Consigne | Recopiez à l'identique le passage du récit ci-dessous sur le fleuve San-Juan compris entre "J’ai dit que" et "loi de Procuste.", ces deux extrémités incluses.

Le lendemain, à cinq heures et demie du matin, nous sortions de cette passe resserrée, qui n’était séparée du lit du fleuve que par une île. Je trouvai le San-Juan plus splendide encore que la veille, et les cimes des arbres plus fières, quoiqu’elles fussent voilées de vapeurs. À peine avions-nous fait 2 ou 300 mètres, que la voix du patron me cria : « Sarapiqui ! » Deux issues s’ouvraient devant nous avec des contours d’une indicible beauté. L’une de ces issues, le Sarapiqui, semblait non pas descendre dans le fleuve dont il est un des principaux affluens, mais lui emprunter au contraire ses pleines eaux, qui allaient se perdre dans un lointain vaporeux. L’autre s’arrondissait à droite comme un lac mystérieux caché par des entassemens de forêts. Le rivage qui faisait face au Sarapiqui s’élevait en amphithéâtre, et dominait toute la scène de ses lumineuses hauteurs que le soleil commençait à dorer. Des milliers d’oiseaux chanteurs se répondaient d’une rive à l’autre. Je ne crois pas qu’il y ait rien au monde de comparable à ce magnifique confluent, si ce n’est peut-être celui du San-Carlos, à quinze lieues au-dessus.

J’ai dit que les eaux du fleuve paraissaient immobiles. Lorsque la pirogue s’arrêtait, elle tournait longuement sur elle-même, et ne se laissait ensuite aller à la dérive qu’avec une extrême lenteur. En réalité, le San-Juan n’a presque pas de courant, en dehors des rapides, dans la saison sèche. J’ai retrouvé cette sorte d’immobilité à tous les niveaux échelonnés de ses quarante-cinq lieues de parcours. On dirait les biefs dormans d’un canal à écluses. C’est une observation que je consigne en passant, et dont il y aurait à tirer quelques conclusions rationnelles, sinon techniques, contre les systèmes compliqués de canalisation auxquels ce beau fleuve a été soumis par les ingénieurs, en vertu de la vieille loi de Procuste.

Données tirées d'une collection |
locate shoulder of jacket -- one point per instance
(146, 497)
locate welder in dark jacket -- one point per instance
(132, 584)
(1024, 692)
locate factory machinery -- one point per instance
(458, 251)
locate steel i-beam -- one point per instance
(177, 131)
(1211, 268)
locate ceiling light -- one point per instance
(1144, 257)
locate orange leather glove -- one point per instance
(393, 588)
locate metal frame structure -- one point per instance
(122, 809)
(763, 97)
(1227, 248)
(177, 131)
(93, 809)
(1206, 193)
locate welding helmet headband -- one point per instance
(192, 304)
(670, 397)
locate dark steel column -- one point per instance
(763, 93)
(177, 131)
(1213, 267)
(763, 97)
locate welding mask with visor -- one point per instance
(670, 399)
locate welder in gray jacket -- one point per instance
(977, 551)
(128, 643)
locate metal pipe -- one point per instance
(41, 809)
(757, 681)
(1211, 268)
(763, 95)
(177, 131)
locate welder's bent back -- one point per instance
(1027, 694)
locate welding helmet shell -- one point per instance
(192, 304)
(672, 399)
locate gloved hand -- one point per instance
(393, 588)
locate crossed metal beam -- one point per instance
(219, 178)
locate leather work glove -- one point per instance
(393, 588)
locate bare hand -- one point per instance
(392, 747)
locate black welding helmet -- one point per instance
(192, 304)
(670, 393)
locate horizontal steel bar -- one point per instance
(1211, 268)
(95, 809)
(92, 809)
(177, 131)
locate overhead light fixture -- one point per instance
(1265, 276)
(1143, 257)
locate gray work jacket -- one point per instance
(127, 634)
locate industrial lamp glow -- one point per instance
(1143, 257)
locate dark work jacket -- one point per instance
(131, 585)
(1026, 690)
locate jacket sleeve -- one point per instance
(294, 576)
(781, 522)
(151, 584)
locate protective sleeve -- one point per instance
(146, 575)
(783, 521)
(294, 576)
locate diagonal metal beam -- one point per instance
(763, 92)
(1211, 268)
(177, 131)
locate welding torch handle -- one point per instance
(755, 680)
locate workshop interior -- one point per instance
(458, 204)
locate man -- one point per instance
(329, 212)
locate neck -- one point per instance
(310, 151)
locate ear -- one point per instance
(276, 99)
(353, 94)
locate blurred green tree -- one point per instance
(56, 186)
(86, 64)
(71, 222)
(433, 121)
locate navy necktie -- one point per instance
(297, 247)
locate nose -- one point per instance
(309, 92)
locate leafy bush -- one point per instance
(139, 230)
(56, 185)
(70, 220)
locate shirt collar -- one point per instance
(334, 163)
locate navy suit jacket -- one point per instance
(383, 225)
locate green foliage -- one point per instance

Réponse attendue |
J’ai dit que les eaux du fleuve paraissaient immobiles. Lorsque la pirogue s’arrêtait, elle tournait longuement sur elle-même, et ne se laissait ensuite aller à la dérive qu’avec une extrême lenteur. En réalité, le San-Juan n’a presque pas de courant, en dehors des rapides, dans la saison sèche. J’ai retrouvé cette sorte d’immobilité à tous les niveaux échelonnés de ses quarante-cinq lieues de parcours. On dirait les biefs dormans d’un canal à écluses. C’est une observation que je consigne en passant, et dont il y aurait à tirer quelques conclusions rationnelles, sinon techniques, contre les systèmes compliqués de canalisation auxquels ce beau fleuve a été soumis par les ingénieurs, en vertu de la vieille loi de Procuste.